##### EXTRACT #####

IMCD purchased the business of Capitol Ingredients in 2013, and IMCD offered Mr Wildman employment with IMCD. He accepted that offer on 11 July 2013, commenced on 1 August 2013, and facilitated the transition of the business to IMCD. He was employed in the position of ‘Commercial Manager - Capitol Ingredients’, involved in day to day management and office functions, with technical and regulatory personnel, and office receptionist reporting to him. Mr Wildman had a focus on regulatory affairs, and was to introduce the ISO quality system into the operations at the business’ Bella Vista site (previously the location of Capitol Ingredients’ business). He reported to the General Manager.
In 2015, Mr Wildman was provided with a position description for his role as Commercial Manager – Bella Vista. His position description incorporated the role of Product Technical Specialist (although there is some dispute when he received a copy of the position description for this latter role, nothing turns on it). He was required to fulfil commercial business and site requirements of the Bella Vista office as directed by the site General Manager, or commercial managers of IMCD. His responsibilities encompassed commercial, product/technical, and management systems responsibilities. The position description reported to the General Manager, as before. Mr Wildman says his position description remained unchanged until late January 2018.
Discussions took place from early 2017 over concerns with the state of sample storage and available resources for the processing of samples. The Capitol Ingredients samples were located at the Bella Vista office, and the process had remained separate to the IMCD system. Mr Wildman attests to the inadequate staffing, resources and housekeeping functions to keep the system organised. In July 2017, Mr Steven John Egan, at the time of the hearing the Joint Managing Director and Country Manager of IMCD and located at the Bella Vista site, instructed Mr Wildman to seek additional staff for a sample processing role, and additional staff were sought (although it appears IMCD head office did not approve their engagement).

##### DATA FOR REVIEW #####

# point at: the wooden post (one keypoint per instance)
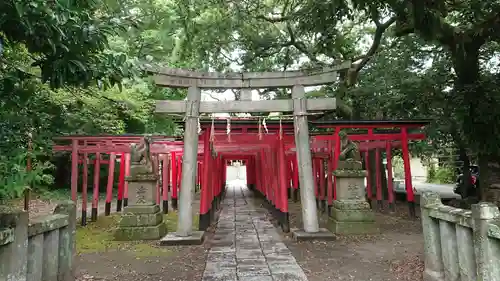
(190, 158)
(309, 210)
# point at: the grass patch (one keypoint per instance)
(98, 237)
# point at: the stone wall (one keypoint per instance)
(460, 244)
(38, 249)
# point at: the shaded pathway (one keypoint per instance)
(246, 246)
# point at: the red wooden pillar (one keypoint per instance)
(378, 178)
(125, 184)
(410, 197)
(74, 170)
(316, 179)
(85, 178)
(265, 175)
(322, 195)
(368, 181)
(156, 171)
(258, 174)
(388, 152)
(121, 183)
(295, 179)
(283, 177)
(276, 178)
(336, 156)
(109, 187)
(174, 180)
(165, 180)
(95, 192)
(204, 221)
(289, 180)
(329, 179)
(179, 172)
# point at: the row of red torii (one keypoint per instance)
(285, 158)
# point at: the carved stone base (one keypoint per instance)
(350, 213)
(141, 222)
(141, 232)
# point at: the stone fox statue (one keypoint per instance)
(141, 153)
(348, 149)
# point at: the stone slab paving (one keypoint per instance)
(246, 246)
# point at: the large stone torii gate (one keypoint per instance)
(196, 81)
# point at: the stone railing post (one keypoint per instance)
(67, 242)
(14, 253)
(486, 255)
(432, 238)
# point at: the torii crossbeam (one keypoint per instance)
(192, 107)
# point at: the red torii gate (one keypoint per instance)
(243, 143)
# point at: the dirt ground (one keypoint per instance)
(138, 261)
(394, 254)
(179, 263)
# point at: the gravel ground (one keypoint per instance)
(394, 254)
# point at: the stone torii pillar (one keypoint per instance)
(195, 81)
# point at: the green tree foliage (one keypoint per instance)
(73, 67)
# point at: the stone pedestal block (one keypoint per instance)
(142, 219)
(351, 214)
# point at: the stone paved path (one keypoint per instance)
(246, 246)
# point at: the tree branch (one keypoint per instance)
(488, 30)
(377, 39)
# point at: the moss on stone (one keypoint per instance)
(98, 237)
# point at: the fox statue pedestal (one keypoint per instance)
(142, 219)
(351, 214)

#####

> TASKS FOR THIS EXERCISE:
(a) In the extract on Mr Wildman's employment, on what date did he accept IMCD's offer of employment?
(b) Say whether each statement agrees with the extract on Mr Wildman's employment, and quote the words that decide it.
(i) Mr Wildman reported to the General Manager.
(ii) IMCD head office approved the engagement of the additional staff.
(iii) The Capitol Ingredients samples were located at the Bella Vista office.
(c) Carry on the extract on Mr Wildman's employment from its last sentence.

> OUTPUTS IN ORDER:
(a) 11 July 2013

(b)
(i) Yes: "He reported to the General Manager."
(ii) No: "although it appears IMCD head office did not approve their engagement"
(iii) Yes: "The Capitol Ingredients samples were located at the Bella Vista office"

(c)
Mr Rodney Lambert, since May 2017, and at the time of the hearing Joint Managing Director of IMCD, attests that IMCD planned to relocate its operations at its Bella Vista site and its Rosehill site to one location in Western Sydney from about 2019.
On 13 December 2017, Mr Wildman attended a meeting with Mr Egan and IMCD's Human Resources manager, Ms Karen Mary dela Fuente, at their request. Ms dela Fuente was based in IMCD’s head office in Melbourne. At this meeting, Mr Egan and Ms dela Fuente told Mr Wildman that Mr Wildman was to facilitate and coordinate the transition of Capitol Ingredients’ samples from the Bella Vista site to the Rosehill site where IMCD’s samples were to be held, and that he would relocate to the Rosehill site as well, effective 8 January 2018. Mr Wildman was to project manage the relocation of samples, including preparing records so the samples could be transitioned or uploaded into the IMCD system, review aged samples for segregation and disposal, and all associated functions to ensure an accurate listing was established. It appears this transition was preparatory to IMCD’s planned 2019 Sydney relocation.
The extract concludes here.